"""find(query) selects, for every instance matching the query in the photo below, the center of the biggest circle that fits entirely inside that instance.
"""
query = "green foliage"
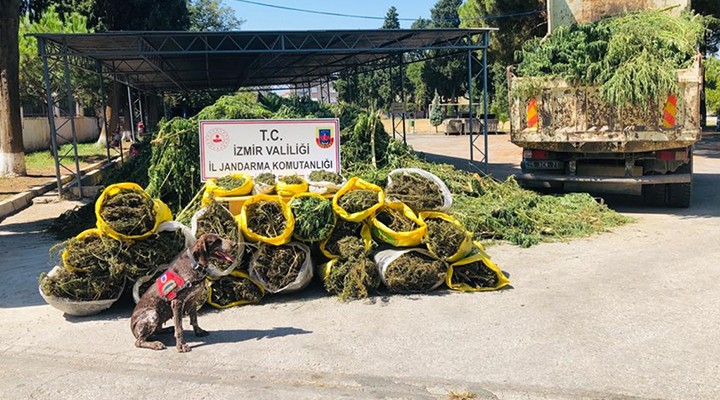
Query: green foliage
(512, 32)
(505, 211)
(140, 15)
(294, 106)
(444, 14)
(632, 58)
(174, 176)
(391, 19)
(712, 85)
(710, 9)
(211, 15)
(32, 82)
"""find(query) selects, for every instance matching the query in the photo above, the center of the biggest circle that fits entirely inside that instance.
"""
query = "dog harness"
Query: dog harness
(170, 283)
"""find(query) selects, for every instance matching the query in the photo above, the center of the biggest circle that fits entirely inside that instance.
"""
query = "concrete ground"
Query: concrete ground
(629, 314)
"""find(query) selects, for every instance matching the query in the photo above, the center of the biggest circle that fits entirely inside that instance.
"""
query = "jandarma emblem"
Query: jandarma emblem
(217, 139)
(324, 137)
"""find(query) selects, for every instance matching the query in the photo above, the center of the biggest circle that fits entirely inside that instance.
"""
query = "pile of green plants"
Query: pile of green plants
(218, 220)
(632, 58)
(505, 211)
(278, 266)
(128, 212)
(443, 238)
(354, 274)
(414, 272)
(174, 175)
(314, 218)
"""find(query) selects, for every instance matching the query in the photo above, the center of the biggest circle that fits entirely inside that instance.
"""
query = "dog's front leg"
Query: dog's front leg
(180, 344)
(199, 332)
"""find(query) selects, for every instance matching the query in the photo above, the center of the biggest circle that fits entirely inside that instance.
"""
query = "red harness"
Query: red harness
(169, 284)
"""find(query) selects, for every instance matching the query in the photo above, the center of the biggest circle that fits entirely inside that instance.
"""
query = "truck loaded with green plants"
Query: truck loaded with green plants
(609, 100)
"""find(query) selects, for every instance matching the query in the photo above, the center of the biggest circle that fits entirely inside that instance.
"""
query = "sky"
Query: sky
(262, 18)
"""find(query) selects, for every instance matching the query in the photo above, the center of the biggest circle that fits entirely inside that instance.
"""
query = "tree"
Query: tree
(710, 9)
(140, 15)
(436, 116)
(211, 15)
(512, 33)
(712, 85)
(374, 89)
(391, 19)
(12, 154)
(32, 81)
(446, 74)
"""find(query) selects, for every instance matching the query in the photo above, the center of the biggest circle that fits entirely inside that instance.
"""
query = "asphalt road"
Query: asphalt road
(628, 314)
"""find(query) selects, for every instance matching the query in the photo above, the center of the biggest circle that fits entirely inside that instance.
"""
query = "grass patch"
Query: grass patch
(43, 159)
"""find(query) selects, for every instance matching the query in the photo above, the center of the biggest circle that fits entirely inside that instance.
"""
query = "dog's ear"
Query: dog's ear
(200, 253)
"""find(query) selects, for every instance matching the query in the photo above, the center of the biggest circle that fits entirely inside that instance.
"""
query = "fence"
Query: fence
(36, 131)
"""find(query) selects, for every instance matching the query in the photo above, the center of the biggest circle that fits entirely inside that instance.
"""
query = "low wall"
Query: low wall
(36, 131)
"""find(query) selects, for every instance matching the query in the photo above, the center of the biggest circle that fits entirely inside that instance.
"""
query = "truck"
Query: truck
(573, 141)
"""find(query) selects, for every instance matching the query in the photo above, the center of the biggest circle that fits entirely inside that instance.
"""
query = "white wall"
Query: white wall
(36, 131)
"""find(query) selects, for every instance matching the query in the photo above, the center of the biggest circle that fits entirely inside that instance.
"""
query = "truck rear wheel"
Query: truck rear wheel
(679, 194)
(655, 195)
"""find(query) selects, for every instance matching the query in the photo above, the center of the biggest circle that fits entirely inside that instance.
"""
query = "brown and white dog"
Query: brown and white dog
(176, 292)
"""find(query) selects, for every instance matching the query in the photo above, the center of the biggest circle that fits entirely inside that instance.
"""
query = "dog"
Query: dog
(176, 292)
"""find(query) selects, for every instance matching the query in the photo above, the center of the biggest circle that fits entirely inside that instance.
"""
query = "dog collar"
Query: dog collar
(195, 265)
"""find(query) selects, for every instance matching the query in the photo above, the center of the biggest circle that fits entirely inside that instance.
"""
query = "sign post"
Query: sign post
(282, 147)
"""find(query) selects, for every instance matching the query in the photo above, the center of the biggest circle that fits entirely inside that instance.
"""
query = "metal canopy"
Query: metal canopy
(181, 61)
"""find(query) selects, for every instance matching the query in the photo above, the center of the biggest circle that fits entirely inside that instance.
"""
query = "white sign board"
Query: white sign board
(282, 147)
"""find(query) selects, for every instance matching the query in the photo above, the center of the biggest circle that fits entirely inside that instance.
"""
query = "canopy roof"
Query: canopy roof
(181, 61)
+===+
**EXERCISE GOAL:**
Transcribe all lines above exactly, skipping pictures.

**OUTPUT FOR THIS TASK:**
"""find(query) selects, for every instance matching the query in the photo below, the center of the biggest circle that fits entirely inside that instance.
"""
query = "green foliage"
Query: green foliage
(512, 32)
(505, 211)
(140, 15)
(294, 106)
(444, 14)
(632, 58)
(174, 176)
(391, 19)
(712, 85)
(710, 9)
(211, 15)
(32, 82)
"""find(query) selects, for every instance matching the query in the photo above, the center of the biggest circle that fits entirely inside that instance.
"""
query = "dog harness"
Query: dog harness
(170, 283)
"""find(query) selects, for every instance matching the query in the photo above, the center of the biggest circle that fits entirely inside that instance.
"""
query = "concrete ground"
Query: concrete ground
(629, 314)
"""find(query) selects, for every instance matching the query in the photo above, the center of the biggest circle that fits entirely inside that instance.
"""
query = "jandarma emblem"
Query: jandarma emblem
(217, 139)
(324, 137)
"""find(query) selects, for every instance matching the query in the photo above, the center of the biggest circle that fits entirely inside that instance.
"""
query = "pile of green plants"
Query: pile of green plants
(218, 220)
(632, 58)
(505, 211)
(278, 266)
(128, 212)
(443, 238)
(354, 274)
(414, 272)
(174, 175)
(314, 218)
"""find(query) selects, for every instance matching the query in the photo above, the center of the biggest circle that fits entirely inside that instance.
"""
query = "dog's front leg"
Query: dog's front leg
(180, 344)
(199, 332)
"""find(query) selects, for every instance matching the query in the photo above, the center of the biggest circle that fits entirely inside that instance.
"""
query = "red harness"
Query: red harness
(169, 284)
"""find(query) selects, for every instance matching the query in the photo above, the center of the biggest circle that fits entirely inside that instance.
"""
query = "truck loaded with green plants"
Query: truck loaded with green plants
(609, 100)
"""find(query) selects, for every instance matching the query in the photo above, the center of the biggest circle that fits entirely inside that instance.
"""
query = "sky"
Query: sky
(262, 18)
"""find(query) selects, for every instance matching the query in the photo above, the center of the biggest circle that fits entirely inside that instance.
"""
query = "tree"
Query: tree
(710, 9)
(140, 15)
(436, 116)
(211, 15)
(512, 33)
(712, 85)
(374, 89)
(391, 19)
(12, 154)
(32, 81)
(446, 74)
"""find(query) selects, for every instance matching the query in the photo above, the center of the biggest circle that fits entirely inside that instance.
"""
query = "asphalt road"
Query: asphalt road
(628, 314)
"""find(query) selects, for every instance matching the query in the photo above, the center of the biggest circle that fits entirely inside that instance.
"""
query = "grass patch"
Query: grass patch
(43, 159)
"""find(query) selects, for every instance matching the query in the photo above, the center of the biggest circle that fits entirely inside that instance.
"""
query = "dog's ear"
Query: dog's ear
(200, 253)
"""find(query) selects, for every instance matching the query in the photo above, the center of the biggest circle that fits entirely inside that instance.
"""
query = "fence"
Query: fence
(36, 131)
"""find(query) selects, for every instance matching the query in the photo above, the center of the biggest circle that fits entirely inside that instance.
"""
query = "low wall"
Query: low wall
(36, 131)
"""find(query) selects, for every instance matching the query in the photo above, the center of the biggest circle that fits entirely inside that instance.
"""
query = "truck"
Query: truck
(573, 141)
"""find(query) selects, for every instance matching the query in the photo above, the center of the biggest circle that fits entirely inside that instance.
"""
query = "white wall"
Query: white wall
(36, 131)
"""find(query) selects, for every instance matching the query in the photo above, the center of the biggest circle that fits entirely inside that instance.
"""
query = "truck rear wheel"
Query: truck rear wheel
(679, 194)
(655, 195)
"""find(query) selects, for every instance matching the query in the photo above, the center of the biggest circle that fits entirely inside that instance.
"""
query = "brown and white dog"
Query: brown and white dog
(176, 292)
"""find(query) selects, for every instance matching the query in the photo above, the center of the biggest circle that fits entirely inside that instance.
"""
query = "dog"
Query: dog
(176, 292)
"""find(query) selects, for every instance matching the query in the photo above, the center of the biggest circle that fits entirely inside that instance.
"""
query = "dog collar"
Query: dog collar
(195, 265)
"""find(query) selects, for every instance matching the query in the photo above, the center of the biggest circle that fits entirely inside that instance.
"""
query = "sign post"
Query: sign post
(282, 147)
"""find(query) selects, for every instance matching the query in the photo above, the center of the biggest circle that fits entirely inside that instance.
"""
query = "metal canopy"
Query: metal canopy
(181, 61)
"""find(query) selects, for every instance matching the query in the photo above, the center of the biggest circle that fits entirely inside that instance.
"""
query = "white sign board"
Query: white sign board
(282, 147)
"""find(query) selects, for every instance matching the query in the photo above, the center of the biggest circle that fits entirely inside that instance.
"""
query = "canopy roof"
Query: canopy roof
(181, 61)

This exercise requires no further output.